§ AIM
Please retype the lines below without changing a single character.

──────── INFORMATION GIVEN

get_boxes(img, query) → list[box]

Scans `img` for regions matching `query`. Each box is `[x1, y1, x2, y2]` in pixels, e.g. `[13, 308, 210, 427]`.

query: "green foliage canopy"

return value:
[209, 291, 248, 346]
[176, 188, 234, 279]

────────────────

§ SOLUTION
get_boxes(img, query) → list[box]

Scans `img` for regions matching `query`. Each box is `[x1, y1, x2, y2]` in pixels, e.g. `[13, 308, 210, 427]`.

query: "green foliage canopy"

return value:
[209, 291, 248, 346]
[176, 188, 234, 279]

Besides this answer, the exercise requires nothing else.